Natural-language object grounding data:
<<<<
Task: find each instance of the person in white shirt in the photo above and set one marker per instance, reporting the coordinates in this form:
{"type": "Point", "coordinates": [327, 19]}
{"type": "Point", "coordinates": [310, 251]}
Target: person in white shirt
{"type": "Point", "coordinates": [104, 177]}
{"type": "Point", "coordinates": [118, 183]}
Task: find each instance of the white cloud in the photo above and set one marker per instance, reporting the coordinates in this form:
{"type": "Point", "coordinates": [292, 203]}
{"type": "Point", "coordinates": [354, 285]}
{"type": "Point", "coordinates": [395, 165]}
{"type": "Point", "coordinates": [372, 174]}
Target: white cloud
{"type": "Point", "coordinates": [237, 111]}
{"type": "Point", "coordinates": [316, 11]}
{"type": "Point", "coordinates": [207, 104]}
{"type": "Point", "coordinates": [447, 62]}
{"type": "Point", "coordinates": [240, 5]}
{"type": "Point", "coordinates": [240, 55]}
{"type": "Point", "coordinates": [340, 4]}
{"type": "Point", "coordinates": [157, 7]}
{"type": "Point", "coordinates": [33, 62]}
>>>>
◆ WHAT YOU SHOULD DO
Only an exact retyping of the full data will do.

◆ YOUR SOLUTION
Task: find each instance of the person in white shirt in the photo above and set one marker per instance, reporting the coordinates in this form:
{"type": "Point", "coordinates": [327, 19]}
{"type": "Point", "coordinates": [310, 251]}
Target: person in white shirt
{"type": "Point", "coordinates": [104, 177]}
{"type": "Point", "coordinates": [118, 183]}
Task: find each instance of the white cloud in the photo above and set one marker per instance, reporting the coordinates in this form:
{"type": "Point", "coordinates": [292, 203]}
{"type": "Point", "coordinates": [354, 285]}
{"type": "Point", "coordinates": [395, 165]}
{"type": "Point", "coordinates": [372, 174]}
Target: white cloud
{"type": "Point", "coordinates": [237, 111]}
{"type": "Point", "coordinates": [316, 11]}
{"type": "Point", "coordinates": [207, 104]}
{"type": "Point", "coordinates": [447, 62]}
{"type": "Point", "coordinates": [240, 5]}
{"type": "Point", "coordinates": [240, 55]}
{"type": "Point", "coordinates": [340, 4]}
{"type": "Point", "coordinates": [157, 7]}
{"type": "Point", "coordinates": [33, 62]}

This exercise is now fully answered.